Travail demandé:
(a) Répondez à ces questions d'après le texte proposé :
(i) À qui le sommet aura-t-il permis de rappeler que les uns trinquent pendant que se meurent les peuples ?
(ii) Quel départ Cannes devait-il consacrer ?
(iii) Quel accord le texte qualifie-t-il de mort-né ?
(b) Dites si chacune de ces affirmations s'accorde avec le texte proposé, en citant les mots qui tranchent :
(i) Les dirigeants africains ont refusé certaines demandes de Jacques Chirac.
(ii) L’accord sur le Darfour est qualifié de mort-né.
(iii) Le texte estime que la situation a progressé.
(c) Présentez sous forme de liste le paragraphe du texte proposé qui commence par « Cannes devait consacrer », en conservant ses faits principaux.

Le vrai sommet est donc celui-là, qui aura permis de rappeler aux hôtes français et aux chefs d’Etat africains et du monde entier que les uns trinquent pendant que se meurent les peuples dont ils ont pourtant la responsabilité devant l’histoire.

Cannes devait consacrer le départ de Jacques Chirac. Et les dirigeants africains ont encore montré que, décidément, ils ne pouvaient rien lui refuser. Jusqu’à l’accord sur le Darfour qui est mort-né. De guerre lasse, le président Déby du Tchad n’a-t-il pas préféré s’éclipser sur la pointe des pieds ? Le signataire soudanais n’a-t-il pas, aussitôt après, rejeté toute intervention étrangère sur son territoire ? Nous revoilà à la case départ !

Données fournies:
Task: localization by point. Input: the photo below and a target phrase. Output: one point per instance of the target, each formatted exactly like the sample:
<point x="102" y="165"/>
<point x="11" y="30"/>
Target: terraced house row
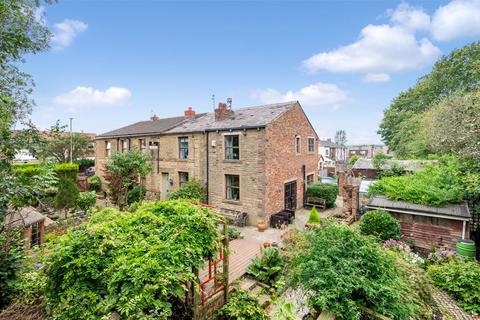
<point x="256" y="160"/>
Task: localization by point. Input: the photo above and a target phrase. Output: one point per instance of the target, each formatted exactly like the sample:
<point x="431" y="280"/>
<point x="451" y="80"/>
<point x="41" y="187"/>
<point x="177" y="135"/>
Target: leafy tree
<point x="459" y="72"/>
<point x="58" y="144"/>
<point x="345" y="271"/>
<point x="341" y="137"/>
<point x="123" y="172"/>
<point x="134" y="263"/>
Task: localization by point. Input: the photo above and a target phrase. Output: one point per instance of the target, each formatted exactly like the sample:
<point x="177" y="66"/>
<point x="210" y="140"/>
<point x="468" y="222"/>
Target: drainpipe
<point x="207" y="165"/>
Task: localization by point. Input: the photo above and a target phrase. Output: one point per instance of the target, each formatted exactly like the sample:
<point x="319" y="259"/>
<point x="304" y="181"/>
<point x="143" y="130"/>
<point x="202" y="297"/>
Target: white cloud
<point x="87" y="96"/>
<point x="314" y="95"/>
<point x="64" y="32"/>
<point x="380" y="49"/>
<point x="410" y="18"/>
<point x="377" y="77"/>
<point x="459" y="18"/>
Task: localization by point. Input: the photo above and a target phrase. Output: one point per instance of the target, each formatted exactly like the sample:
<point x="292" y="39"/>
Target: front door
<point x="165" y="185"/>
<point x="291" y="195"/>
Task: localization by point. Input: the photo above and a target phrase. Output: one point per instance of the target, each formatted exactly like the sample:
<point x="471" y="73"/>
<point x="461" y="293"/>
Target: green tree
<point x="124" y="171"/>
<point x="58" y="144"/>
<point x="459" y="72"/>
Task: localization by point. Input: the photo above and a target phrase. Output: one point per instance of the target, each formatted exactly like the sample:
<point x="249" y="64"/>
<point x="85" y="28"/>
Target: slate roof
<point x="408" y="165"/>
<point x="24" y="217"/>
<point x="144" y="127"/>
<point x="250" y="117"/>
<point x="459" y="211"/>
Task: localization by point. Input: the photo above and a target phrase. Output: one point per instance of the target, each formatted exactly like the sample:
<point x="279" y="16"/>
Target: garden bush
<point x="66" y="170"/>
<point x="94" y="183"/>
<point x="460" y="279"/>
<point x="134" y="263"/>
<point x="268" y="267"/>
<point x="346" y="271"/>
<point x="191" y="190"/>
<point x="433" y="185"/>
<point x="137" y="194"/>
<point x="242" y="306"/>
<point x="325" y="191"/>
<point x="86" y="200"/>
<point x="380" y="224"/>
<point x="313" y="217"/>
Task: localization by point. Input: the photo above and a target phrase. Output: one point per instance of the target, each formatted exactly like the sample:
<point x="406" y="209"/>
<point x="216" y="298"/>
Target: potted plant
<point x="261" y="225"/>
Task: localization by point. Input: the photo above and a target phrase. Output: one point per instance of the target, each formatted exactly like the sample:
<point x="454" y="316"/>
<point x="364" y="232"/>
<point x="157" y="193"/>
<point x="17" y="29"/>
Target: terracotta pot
<point x="261" y="227"/>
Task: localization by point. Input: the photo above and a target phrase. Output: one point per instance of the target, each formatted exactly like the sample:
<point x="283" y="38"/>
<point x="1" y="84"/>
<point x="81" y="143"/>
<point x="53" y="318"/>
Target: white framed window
<point x="183" y="147"/>
<point x="311" y="144"/>
<point x="298" y="147"/>
<point x="232" y="187"/>
<point x="232" y="147"/>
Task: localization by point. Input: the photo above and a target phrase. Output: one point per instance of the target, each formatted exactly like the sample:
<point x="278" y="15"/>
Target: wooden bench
<point x="316" y="202"/>
<point x="237" y="218"/>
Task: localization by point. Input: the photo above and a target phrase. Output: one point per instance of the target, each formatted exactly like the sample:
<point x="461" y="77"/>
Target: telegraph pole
<point x="71" y="141"/>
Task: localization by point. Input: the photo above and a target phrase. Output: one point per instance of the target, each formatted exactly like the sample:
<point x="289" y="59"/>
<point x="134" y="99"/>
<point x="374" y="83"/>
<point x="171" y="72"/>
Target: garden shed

Réponses rédigées:
(a)
(i) Aux hôtes français et aux chefs d’État africains et du monde entier.
(ii) Le départ de Jacques Chirac.
(iii) L’accord sur le Darfour.

(b)
(i) Non : « ils ne pouvaient rien lui refuser ».
(ii) Oui : « Jusqu’à l’accord sur le Darfour qui est mort-né. »
(iii) Non : « Nous revoilà à la case départ ! »

(c)
- Cannes devait consacrer le départ de Jacques Chirac.
- Les dirigeants africains ont encore montré qu’ils ne pouvaient rien lui refuser.
- Cela va jusqu’à l’accord sur le Darfour, qui est mort-né.
- De guerre lasse, le président Déby du Tchad a préféré s’éclipser sur la pointe des pieds.
- Aussitôt après, le signataire soudanais a rejeté toute intervention étrangère sur son territoire.
- On se retrouve à la case départ.